Start of Source text

KCIL (96.7 FM, "96.7 KCIL") is a radio station broadcasting a country music format. Licensed to Gray, Louisiana, United States, the station is currently owned by Lisa D. Stiglets through licensee JLE, Incorporated.

The station serves the Houma/Thibodaux metropolitan area of Southeastern Louisiana and is affiliated with the New Orleans Saints Radio Network.

History
This station was originally a Hot Adult Contemporary station focused on the East St. Mary Parish area centered on Morgan City, Louisiana as KMRC-FM at the time a 2,500 watt class A FM station. They flipped calls in 1979, to KFXY known locally as "Foxy 96" still broadcasting the Hot AC format. In the 1990s, the station changed hands to Guaranty Broadcasting of Baton Rouge who moved the station's studio to Houma and in 2000, the station changed calls to KBZZ with the slogan changing to "96.7 the Buzz" playing the same format.

In 2001, the station was officially licensed for the upgrade from the 2,500 watt station setup located north of Morgan City to a newer location on a tower in the town of Gibson, Louisiana improving the coverage in the Houma/Thibodaux area due to the increase in power to present day 12,000 watts and an increase of roughly 20 meters in height.

End of Source text
Start of Raw records

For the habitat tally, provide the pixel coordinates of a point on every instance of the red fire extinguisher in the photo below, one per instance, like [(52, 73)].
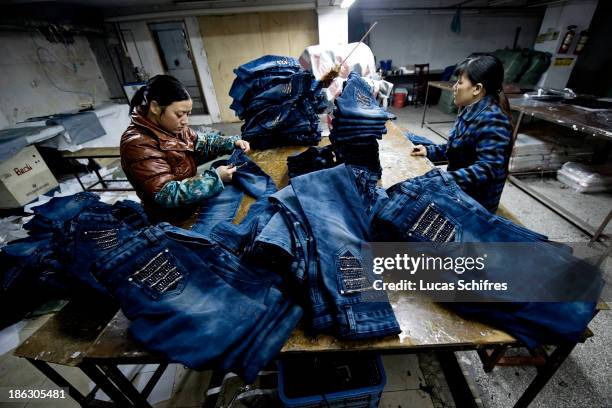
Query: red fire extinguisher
[(584, 36), (567, 40)]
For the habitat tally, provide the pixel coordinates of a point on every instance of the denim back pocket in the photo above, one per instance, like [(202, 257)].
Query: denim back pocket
[(434, 225), (104, 239), (395, 208), (352, 277), (160, 275)]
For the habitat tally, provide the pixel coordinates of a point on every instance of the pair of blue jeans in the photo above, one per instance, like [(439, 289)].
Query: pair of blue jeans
[(196, 303), (321, 223), (248, 178), (357, 101), (433, 208), (278, 102), (95, 231), (56, 212)]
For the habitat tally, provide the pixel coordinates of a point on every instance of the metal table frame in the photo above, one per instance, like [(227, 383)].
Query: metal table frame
[(594, 232)]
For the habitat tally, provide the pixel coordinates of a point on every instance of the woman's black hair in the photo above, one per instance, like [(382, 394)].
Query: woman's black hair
[(164, 89), (488, 70)]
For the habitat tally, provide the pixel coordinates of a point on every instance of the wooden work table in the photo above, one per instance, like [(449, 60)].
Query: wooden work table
[(97, 347)]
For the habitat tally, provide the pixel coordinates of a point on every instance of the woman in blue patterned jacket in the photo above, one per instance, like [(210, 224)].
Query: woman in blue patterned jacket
[(480, 142)]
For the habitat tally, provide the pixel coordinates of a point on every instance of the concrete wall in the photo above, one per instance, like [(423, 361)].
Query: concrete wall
[(40, 78), (427, 38), (557, 18)]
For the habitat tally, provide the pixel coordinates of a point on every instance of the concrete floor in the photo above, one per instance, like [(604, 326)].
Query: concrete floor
[(585, 379)]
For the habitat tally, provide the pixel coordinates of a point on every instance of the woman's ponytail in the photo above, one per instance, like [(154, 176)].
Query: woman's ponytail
[(163, 89)]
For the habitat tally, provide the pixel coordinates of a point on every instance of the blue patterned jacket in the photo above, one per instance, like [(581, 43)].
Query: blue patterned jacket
[(478, 151)]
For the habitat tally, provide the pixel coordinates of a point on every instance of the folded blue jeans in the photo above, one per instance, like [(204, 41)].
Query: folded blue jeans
[(357, 100), (325, 224), (248, 178)]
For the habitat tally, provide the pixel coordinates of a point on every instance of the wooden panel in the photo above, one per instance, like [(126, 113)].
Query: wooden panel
[(232, 40)]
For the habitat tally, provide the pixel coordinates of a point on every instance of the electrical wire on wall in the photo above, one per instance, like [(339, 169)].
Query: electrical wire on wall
[(73, 68)]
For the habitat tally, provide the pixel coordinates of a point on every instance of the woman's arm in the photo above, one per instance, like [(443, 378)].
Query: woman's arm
[(210, 144)]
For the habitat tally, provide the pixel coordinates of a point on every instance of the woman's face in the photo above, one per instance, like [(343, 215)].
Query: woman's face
[(175, 117), (465, 92)]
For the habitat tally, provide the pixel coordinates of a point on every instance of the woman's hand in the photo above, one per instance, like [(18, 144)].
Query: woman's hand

End of Raw records

- **Description of the task**:
Using the KCIL station text above, answer each of these questions briefly.
(a) Which town is the station licensed to?
(b) What call letters did the station adopt in 1979?
(c) At what power does the station broadcast today?

- **Output below**:
(a) Gray, Louisiana
(b) KFXY
(c) 12,000 watts